Exactly as written, return every line of the data below.

Exercise materials:
==============================

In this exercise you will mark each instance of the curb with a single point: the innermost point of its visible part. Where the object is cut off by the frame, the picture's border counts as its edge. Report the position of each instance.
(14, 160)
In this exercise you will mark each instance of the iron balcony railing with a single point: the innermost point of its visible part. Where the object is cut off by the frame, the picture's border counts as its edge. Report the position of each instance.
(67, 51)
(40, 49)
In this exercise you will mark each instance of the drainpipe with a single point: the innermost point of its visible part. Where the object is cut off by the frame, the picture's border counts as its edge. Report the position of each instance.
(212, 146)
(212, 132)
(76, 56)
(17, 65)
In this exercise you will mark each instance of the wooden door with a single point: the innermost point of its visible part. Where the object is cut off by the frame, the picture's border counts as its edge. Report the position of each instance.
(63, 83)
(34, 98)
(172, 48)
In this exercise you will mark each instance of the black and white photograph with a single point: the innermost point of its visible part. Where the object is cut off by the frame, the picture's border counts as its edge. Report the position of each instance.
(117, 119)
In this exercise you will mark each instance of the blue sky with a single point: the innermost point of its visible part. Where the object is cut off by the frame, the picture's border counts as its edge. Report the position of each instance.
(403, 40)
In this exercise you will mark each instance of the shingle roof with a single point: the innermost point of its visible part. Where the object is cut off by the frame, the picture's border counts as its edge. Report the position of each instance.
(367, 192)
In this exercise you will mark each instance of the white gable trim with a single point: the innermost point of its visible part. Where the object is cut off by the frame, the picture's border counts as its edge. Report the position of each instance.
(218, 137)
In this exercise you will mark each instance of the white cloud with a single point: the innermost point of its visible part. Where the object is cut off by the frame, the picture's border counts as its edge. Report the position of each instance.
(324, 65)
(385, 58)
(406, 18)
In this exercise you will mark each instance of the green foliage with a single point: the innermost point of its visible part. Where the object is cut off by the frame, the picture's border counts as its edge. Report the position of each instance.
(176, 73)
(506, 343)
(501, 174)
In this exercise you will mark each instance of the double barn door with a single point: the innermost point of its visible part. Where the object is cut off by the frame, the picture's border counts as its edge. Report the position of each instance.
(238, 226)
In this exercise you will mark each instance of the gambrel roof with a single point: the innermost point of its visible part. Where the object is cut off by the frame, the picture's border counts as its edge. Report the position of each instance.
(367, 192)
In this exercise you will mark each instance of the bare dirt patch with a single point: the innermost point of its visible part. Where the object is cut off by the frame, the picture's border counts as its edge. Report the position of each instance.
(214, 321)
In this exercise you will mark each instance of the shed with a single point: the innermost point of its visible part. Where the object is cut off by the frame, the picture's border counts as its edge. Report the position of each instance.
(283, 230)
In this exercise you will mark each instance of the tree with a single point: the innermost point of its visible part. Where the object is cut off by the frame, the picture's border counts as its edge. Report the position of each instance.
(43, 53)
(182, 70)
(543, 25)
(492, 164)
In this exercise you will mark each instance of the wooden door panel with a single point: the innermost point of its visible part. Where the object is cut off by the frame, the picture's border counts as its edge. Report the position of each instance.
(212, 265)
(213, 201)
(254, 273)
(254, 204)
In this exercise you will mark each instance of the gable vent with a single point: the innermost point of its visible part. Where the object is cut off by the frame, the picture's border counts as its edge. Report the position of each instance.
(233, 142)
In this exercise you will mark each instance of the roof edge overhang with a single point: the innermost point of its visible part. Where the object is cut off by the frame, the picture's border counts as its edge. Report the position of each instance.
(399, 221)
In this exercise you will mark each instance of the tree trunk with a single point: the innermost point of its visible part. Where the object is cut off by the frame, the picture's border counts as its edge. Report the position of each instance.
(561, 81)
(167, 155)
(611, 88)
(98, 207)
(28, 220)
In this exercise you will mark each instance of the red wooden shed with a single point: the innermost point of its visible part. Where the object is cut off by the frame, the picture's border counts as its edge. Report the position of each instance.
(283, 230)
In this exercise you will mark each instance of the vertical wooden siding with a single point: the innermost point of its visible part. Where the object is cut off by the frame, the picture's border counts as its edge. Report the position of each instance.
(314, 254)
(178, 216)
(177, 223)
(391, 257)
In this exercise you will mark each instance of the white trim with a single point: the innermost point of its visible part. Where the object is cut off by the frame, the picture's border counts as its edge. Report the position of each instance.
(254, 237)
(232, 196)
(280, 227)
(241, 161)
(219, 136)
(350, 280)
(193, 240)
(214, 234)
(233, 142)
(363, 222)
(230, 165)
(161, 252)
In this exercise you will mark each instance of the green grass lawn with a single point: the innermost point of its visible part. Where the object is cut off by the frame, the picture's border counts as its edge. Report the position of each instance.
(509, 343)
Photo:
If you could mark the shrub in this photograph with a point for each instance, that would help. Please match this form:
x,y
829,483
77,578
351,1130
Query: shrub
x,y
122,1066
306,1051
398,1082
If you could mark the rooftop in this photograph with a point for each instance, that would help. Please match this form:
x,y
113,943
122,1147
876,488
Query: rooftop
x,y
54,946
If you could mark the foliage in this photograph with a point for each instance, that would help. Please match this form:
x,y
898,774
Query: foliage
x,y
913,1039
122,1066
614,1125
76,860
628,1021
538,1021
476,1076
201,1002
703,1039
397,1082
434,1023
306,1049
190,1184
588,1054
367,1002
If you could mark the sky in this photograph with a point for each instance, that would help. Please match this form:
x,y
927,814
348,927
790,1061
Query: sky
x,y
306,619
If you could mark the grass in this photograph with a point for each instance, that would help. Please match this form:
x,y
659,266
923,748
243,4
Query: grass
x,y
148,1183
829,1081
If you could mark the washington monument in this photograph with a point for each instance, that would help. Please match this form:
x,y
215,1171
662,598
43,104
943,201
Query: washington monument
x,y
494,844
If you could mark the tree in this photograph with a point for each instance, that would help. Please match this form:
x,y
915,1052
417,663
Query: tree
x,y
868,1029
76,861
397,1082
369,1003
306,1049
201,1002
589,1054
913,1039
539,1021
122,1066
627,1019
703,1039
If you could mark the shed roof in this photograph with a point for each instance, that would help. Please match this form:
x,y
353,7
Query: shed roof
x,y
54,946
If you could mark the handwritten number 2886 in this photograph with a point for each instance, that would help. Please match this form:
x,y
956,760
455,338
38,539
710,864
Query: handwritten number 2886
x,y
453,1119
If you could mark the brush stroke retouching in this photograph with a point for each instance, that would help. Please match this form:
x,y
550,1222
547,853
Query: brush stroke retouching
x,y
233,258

==============================

Exercise result:
In this exercise you will mark each instance of the curb with a single point: the innermost point of its visible part. Where the object is cut off by the frame, the picture's border counts as its edge. Report the position of each instance.
(14, 160)
In this exercise you will mark each instance of the iron balcony railing with a single point: the innermost point of its visible part. Where the object is cut off by the frame, the picture's border counts as its edge. Report the position of each instance.
(67, 51)
(40, 49)
In this exercise you will mark each instance of the drainpipe with a single point: the innermost point of its visible part. Where the object is cut off by the frame, the picture's border counts as its edge. Report the position of each instance.
(212, 146)
(212, 132)
(76, 56)
(17, 65)
In this exercise you will mark each instance of the wooden door with a single point: the innermost point of its visible part. Where the object is cut off by the frame, the picture's border counts as its edge. Report the position of each instance.
(63, 83)
(34, 98)
(172, 48)
In this exercise you will mark each instance of the black and white photograph with a single point: the innermost point of its visible part. Where the object is cut off by the frame, the picture's border counts as its edge. Report the position of each instance.
(117, 119)
In this exercise you will mark each instance of the blue sky with a single point: the innermost point of its visible part. Where the object is cut off by the frame, the picture's border counts as its edge. Report the position of each instance.
(403, 40)
In this exercise you will mark each instance of the shingle roof with a single point: the innermost point of its visible part. Where the object is cut off by the frame, the picture's border counts as its edge. Report the position of each instance.
(367, 192)
In this exercise you will mark each instance of the white gable trim with a single point: the innermost point of its visible part. Where the object is cut off by the frame, the picture's border counts as its edge. Report the position of each instance.
(218, 137)
In this exercise you will mark each instance of the white cloud with a single point: the innermost point of its visible part. Where the object is cut off by the frame, the picture's border counts as its edge. Report the position of each instance.
(324, 65)
(385, 58)
(406, 18)
In this exercise you will mark each instance of the green foliage with a single point: the innermost point of its visible part. Where the object is cut off by the frame, the picture's border counts as its edge. Report the position of each instance.
(176, 73)
(506, 343)
(501, 174)
In this exercise you will mark each instance of the double barn door with a single point: the innermost point of its visible part. Where the object is cut off by the frame, the picture's border counts as its edge. Report the position of each instance.
(238, 226)
In this exercise you will mark each instance of the gambrel roof with a single point: the innermost point of its visible part. Where the object is cut off by the frame, the picture's border counts as its edge. Report the position of each instance.
(367, 192)
In this exercise you will mark each instance of the bare dirt patch with a single point: the innermost point of its visible part. Where the object is cut off by the frame, the picture's border counts as its edge. Report the position of each instance.
(214, 321)
In this exercise you will mark each instance of the shed with a single point: the innermost point of its visible part. Where the object is cut off by the frame, the picture's border counts as its edge. Report the position of each instance.
(283, 230)
In this exercise you will mark each instance of the tree with a single point: the innermost point of its visible part. Where the object is cut off by the frame, the picture's border counts as its edge. Report the position of each instance.
(43, 53)
(182, 70)
(543, 25)
(492, 164)
In this exercise you will mark each instance of the wooden door panel with a single point: the innermost point of its visible part. Where the object is cut off by the frame, the picture's border counts as its edge. Report the position of each instance.
(212, 265)
(213, 201)
(254, 273)
(254, 204)
In this exercise you will mark each instance of the gable vent with a single point: the innermost point of its visible part. Where the object is cut off by the frame, the picture's border counts as its edge. Report the position of each instance.
(233, 142)
In this exercise you will mark each instance of the roof edge overhang with a single point: the innermost point of its visible part. Where the object is cut off by the frame, the picture's border counts as its edge. Report the position of each instance.
(399, 221)
In this exercise you will mark each instance of the tree trunk with a single point: the innermost point of its visible part. Where the object is cut off by the frame, the picture's border counts as its edge. Report the position of each instance.
(561, 81)
(167, 155)
(611, 88)
(98, 207)
(28, 220)
In this exercise you will mark each instance of the red wooden shed with a single point: the innermost point of its visible part. Where the object is cut off by the frame, the picture's border counts as its edge. Report the position of each instance.
(283, 230)
In this exercise you will mark each instance of the vertical wooden siding with a single point: the innermost point of its visible part. Where the object is cut off by the frame, the picture's border counts as its edge. Report the position of each instance.
(314, 254)
(178, 216)
(177, 223)
(391, 257)
In this exercise you will mark each instance of the white trim with a single point: the innermost point of its visible part. Where the object is cut off by the frame, the picture's border counts as its edge. Report the position of each instance.
(254, 237)
(232, 196)
(280, 227)
(241, 161)
(219, 136)
(350, 280)
(193, 240)
(214, 234)
(233, 142)
(363, 222)
(230, 165)
(161, 252)
In this exercise you will mark each instance of the green grass lawn with a single point: the innermost point of its visible part. Where the object is cut off by the frame, the picture's border counts as its edge. Report the position of each instance.
(509, 343)
Photo:
If you could mark the shrub in this photograph with a point for each instance, that would help. Please match this form:
x,y
829,483
77,578
351,1130
Query: shrub
x,y
122,1066
306,1051
398,1082
If you could mark the rooftop in this photograph with a point for each instance, that would help. Please match this form:
x,y
113,943
122,1147
876,488
Query: rooftop
x,y
54,946
If you could mark the foliage in this photograph with a point for each instance, that would help. Please match this form:
x,y
898,774
Query: foliage
x,y
913,1039
122,1066
614,1125
76,860
628,1021
538,1021
476,1076
201,1002
703,1039
397,1082
434,1023
306,1049
190,1184
588,1054
367,1002
If you could mark the sky in this photograph with a point for each instance, that would help. Please match this form:
x,y
927,814
348,927
790,1061
Query: sky
x,y
306,619
If you could mark the grass in this photograph with a point for each instance, that would help. Please match this form:
x,y
659,266
923,748
243,4
Query: grass
x,y
148,1183
829,1081
If you could mark the washington monument in this photograph with a point for each instance, that would help. Please match this form:
x,y
215,1171
662,598
43,104
943,201
Query: washington monument
x,y
494,844
If you could mark the tree in this photograph with a point for each instance, that would help. Please match this form:
x,y
915,1052
417,663
Query: tree
x,y
868,1029
76,861
397,1082
369,1003
306,1049
201,1002
589,1054
913,1039
539,1021
122,1066
627,1019
703,1039
If you could mark the shed roof in this photograph with a point for each instance, that would help. Please match this form:
x,y
353,7
Query: shed roof
x,y
54,946
If you could mark the handwritten number 2886 in this photograph with a point for each instance, that would help. Please match this form:
x,y
956,760
455,338
38,539
710,864
Query: handwritten number 2886
x,y
453,1119
If you could mark the brush stroke retouching in this photograph with a point for each instance, that would help. Please match this form:
x,y
550,1222
547,853
Query: brush stroke retouching
x,y
233,258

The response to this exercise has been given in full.